# [Exercise aim]
Your answer should hold only the lines from the one with "Screenshot QA — where is the shrub in" through the end of the listing below, each retyped exactly.

======== Given information ========

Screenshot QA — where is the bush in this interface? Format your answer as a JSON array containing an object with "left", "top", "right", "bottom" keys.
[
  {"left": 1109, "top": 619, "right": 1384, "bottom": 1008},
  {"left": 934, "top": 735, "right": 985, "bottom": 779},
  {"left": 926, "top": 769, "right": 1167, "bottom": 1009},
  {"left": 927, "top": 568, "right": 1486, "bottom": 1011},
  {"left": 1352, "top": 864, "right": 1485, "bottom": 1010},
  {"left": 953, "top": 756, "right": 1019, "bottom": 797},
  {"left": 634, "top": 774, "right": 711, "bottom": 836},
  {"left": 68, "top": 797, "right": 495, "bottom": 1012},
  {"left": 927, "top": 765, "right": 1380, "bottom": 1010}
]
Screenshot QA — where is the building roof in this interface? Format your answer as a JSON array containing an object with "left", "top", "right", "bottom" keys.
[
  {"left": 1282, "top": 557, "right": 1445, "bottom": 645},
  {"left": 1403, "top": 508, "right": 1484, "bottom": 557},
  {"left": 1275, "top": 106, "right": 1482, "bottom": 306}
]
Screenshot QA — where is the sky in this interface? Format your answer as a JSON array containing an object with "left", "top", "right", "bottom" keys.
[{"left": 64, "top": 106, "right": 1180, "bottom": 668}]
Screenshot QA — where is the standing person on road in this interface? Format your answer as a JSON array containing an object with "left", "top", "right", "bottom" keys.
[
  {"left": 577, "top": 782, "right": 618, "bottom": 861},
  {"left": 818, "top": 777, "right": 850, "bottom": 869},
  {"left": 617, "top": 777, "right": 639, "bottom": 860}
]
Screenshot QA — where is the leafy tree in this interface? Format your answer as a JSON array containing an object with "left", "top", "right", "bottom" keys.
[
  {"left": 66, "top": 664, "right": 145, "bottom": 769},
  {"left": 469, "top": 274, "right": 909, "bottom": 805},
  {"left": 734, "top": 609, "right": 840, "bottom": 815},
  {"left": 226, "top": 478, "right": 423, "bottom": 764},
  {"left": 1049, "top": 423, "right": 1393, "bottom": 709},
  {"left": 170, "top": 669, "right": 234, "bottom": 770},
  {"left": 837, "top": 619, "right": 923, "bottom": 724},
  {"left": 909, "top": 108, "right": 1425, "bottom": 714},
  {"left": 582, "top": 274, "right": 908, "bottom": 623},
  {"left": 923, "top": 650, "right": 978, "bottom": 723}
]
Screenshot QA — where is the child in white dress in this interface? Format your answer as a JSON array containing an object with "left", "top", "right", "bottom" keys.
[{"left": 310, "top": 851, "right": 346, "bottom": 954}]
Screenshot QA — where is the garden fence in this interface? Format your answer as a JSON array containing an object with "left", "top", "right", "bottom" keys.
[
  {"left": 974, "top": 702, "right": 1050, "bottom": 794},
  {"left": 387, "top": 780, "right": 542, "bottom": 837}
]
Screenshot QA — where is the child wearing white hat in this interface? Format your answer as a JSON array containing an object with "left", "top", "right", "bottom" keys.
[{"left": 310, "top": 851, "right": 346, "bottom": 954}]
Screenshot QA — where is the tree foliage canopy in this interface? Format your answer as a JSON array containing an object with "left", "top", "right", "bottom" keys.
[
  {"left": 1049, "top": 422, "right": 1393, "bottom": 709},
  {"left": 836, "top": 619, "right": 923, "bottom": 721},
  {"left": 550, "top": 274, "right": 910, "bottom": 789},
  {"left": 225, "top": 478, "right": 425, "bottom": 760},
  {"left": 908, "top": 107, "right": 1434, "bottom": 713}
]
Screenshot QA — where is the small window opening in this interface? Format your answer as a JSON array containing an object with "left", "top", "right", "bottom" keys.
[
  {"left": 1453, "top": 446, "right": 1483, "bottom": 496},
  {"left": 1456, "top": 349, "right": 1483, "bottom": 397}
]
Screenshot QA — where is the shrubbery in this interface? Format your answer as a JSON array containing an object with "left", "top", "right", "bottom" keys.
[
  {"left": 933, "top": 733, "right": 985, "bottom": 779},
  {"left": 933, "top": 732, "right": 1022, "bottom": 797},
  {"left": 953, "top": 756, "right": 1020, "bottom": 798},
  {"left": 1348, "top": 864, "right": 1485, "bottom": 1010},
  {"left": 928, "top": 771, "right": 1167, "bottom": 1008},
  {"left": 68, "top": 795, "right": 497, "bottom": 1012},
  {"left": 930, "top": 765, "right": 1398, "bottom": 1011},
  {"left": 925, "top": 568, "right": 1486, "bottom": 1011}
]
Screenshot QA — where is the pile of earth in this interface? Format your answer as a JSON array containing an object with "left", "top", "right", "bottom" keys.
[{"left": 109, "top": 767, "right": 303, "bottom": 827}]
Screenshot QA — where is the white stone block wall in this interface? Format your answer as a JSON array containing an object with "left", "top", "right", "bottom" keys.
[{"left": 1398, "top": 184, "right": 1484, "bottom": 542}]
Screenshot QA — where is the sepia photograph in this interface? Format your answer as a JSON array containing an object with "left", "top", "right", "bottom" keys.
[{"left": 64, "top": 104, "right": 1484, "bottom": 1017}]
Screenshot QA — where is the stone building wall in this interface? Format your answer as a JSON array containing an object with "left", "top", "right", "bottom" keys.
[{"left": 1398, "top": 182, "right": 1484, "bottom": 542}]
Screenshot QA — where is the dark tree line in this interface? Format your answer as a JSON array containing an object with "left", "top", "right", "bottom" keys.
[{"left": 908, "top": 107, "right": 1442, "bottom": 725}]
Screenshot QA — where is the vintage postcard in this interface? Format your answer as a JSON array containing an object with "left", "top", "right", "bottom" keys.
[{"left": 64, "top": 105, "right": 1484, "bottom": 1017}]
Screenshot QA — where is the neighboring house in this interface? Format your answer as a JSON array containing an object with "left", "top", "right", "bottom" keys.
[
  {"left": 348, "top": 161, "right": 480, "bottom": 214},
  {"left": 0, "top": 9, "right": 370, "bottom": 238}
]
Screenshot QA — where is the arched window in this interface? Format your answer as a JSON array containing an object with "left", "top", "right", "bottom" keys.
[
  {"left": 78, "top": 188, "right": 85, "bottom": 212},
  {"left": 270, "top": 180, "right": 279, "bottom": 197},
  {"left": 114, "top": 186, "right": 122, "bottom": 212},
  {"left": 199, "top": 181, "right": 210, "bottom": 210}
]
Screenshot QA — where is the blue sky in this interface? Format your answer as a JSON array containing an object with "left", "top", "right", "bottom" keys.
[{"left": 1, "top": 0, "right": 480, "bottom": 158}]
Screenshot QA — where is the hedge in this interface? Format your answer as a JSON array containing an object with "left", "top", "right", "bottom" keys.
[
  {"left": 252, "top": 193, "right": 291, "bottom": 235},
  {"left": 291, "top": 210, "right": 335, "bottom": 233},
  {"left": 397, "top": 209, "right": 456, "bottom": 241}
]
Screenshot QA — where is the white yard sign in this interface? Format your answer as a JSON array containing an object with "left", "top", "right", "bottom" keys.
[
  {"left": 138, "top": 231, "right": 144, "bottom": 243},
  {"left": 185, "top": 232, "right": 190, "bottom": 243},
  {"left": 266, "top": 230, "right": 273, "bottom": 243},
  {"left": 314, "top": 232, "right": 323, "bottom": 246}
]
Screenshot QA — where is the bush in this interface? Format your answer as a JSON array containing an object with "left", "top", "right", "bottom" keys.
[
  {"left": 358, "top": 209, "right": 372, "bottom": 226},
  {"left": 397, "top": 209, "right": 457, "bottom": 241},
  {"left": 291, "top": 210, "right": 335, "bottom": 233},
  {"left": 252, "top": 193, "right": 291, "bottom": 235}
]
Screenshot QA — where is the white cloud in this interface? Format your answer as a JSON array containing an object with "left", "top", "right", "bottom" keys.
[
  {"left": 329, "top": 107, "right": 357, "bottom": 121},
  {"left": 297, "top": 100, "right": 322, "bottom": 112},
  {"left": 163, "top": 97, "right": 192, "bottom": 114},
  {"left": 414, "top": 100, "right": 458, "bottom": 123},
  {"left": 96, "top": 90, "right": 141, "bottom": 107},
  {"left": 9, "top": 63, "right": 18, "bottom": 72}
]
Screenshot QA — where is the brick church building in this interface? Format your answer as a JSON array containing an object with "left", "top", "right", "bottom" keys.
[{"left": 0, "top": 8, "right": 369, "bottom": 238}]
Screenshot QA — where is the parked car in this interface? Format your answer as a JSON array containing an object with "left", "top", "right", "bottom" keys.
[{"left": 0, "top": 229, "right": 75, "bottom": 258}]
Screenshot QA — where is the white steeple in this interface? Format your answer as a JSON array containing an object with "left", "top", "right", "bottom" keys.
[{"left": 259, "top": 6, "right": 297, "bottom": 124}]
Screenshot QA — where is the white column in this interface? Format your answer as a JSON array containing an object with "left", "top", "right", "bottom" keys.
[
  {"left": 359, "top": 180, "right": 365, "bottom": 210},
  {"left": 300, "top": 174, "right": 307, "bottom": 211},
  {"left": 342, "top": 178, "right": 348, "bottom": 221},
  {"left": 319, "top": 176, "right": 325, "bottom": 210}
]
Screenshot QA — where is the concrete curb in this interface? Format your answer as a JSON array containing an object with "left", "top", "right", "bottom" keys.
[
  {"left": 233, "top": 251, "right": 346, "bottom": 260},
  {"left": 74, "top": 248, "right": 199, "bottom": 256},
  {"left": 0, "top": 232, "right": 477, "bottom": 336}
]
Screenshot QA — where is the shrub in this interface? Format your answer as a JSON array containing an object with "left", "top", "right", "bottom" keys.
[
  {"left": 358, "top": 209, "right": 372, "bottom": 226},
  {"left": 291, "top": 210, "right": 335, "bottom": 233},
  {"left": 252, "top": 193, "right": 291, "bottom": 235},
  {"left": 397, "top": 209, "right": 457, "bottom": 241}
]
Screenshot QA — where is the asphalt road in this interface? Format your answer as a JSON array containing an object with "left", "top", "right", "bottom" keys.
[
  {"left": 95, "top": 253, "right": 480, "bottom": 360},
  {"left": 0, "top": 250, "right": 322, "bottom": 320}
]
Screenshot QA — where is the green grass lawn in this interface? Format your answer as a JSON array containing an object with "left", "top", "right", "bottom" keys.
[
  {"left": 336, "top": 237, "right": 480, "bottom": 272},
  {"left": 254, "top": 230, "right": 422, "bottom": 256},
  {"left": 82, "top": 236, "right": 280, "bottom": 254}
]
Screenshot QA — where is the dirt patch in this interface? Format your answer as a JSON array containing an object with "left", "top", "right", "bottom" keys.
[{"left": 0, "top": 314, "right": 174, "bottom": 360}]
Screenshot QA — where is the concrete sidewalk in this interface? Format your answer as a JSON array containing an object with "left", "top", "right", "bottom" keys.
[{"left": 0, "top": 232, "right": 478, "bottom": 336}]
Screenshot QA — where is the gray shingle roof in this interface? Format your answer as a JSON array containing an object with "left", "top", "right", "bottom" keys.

========

# [Written response]
Screenshot QA — where is the shrub in this interface? Format your answer as a JSON array containing an object with "left", "top", "right", "bottom" keys.
[
  {"left": 358, "top": 209, "right": 372, "bottom": 226},
  {"left": 291, "top": 210, "right": 335, "bottom": 233},
  {"left": 252, "top": 193, "right": 291, "bottom": 235},
  {"left": 397, "top": 209, "right": 457, "bottom": 241}
]
Screenshot QA — where is the asphalt road in this interface? Format your answer as a JSON array containing an object with "left", "top", "right", "bottom" keys.
[
  {"left": 95, "top": 253, "right": 480, "bottom": 360},
  {"left": 0, "top": 250, "right": 322, "bottom": 320}
]
Screenshot QA — where is the green grass lawn in this interface? Format your answer as a JSON array containing an object with "left", "top", "right", "bottom" keys.
[
  {"left": 336, "top": 237, "right": 480, "bottom": 272},
  {"left": 254, "top": 230, "right": 422, "bottom": 256},
  {"left": 82, "top": 236, "right": 280, "bottom": 254}
]
Screenshot QA — where is the dirt patch in this interface? Format your answer as a JSON array containing an object with "left", "top", "right", "bottom" keys.
[{"left": 0, "top": 314, "right": 174, "bottom": 360}]
Screenshot QA — where is the concrete sidewalk in this interface? Format your answer as a JSON array containing an object with "left", "top", "right", "bottom" keys.
[{"left": 0, "top": 232, "right": 478, "bottom": 336}]
Screenshot QA — where is the gray shingle roof in this interface? Format your answer as a JSON array containing an object with "left", "top", "right", "bottom" keys.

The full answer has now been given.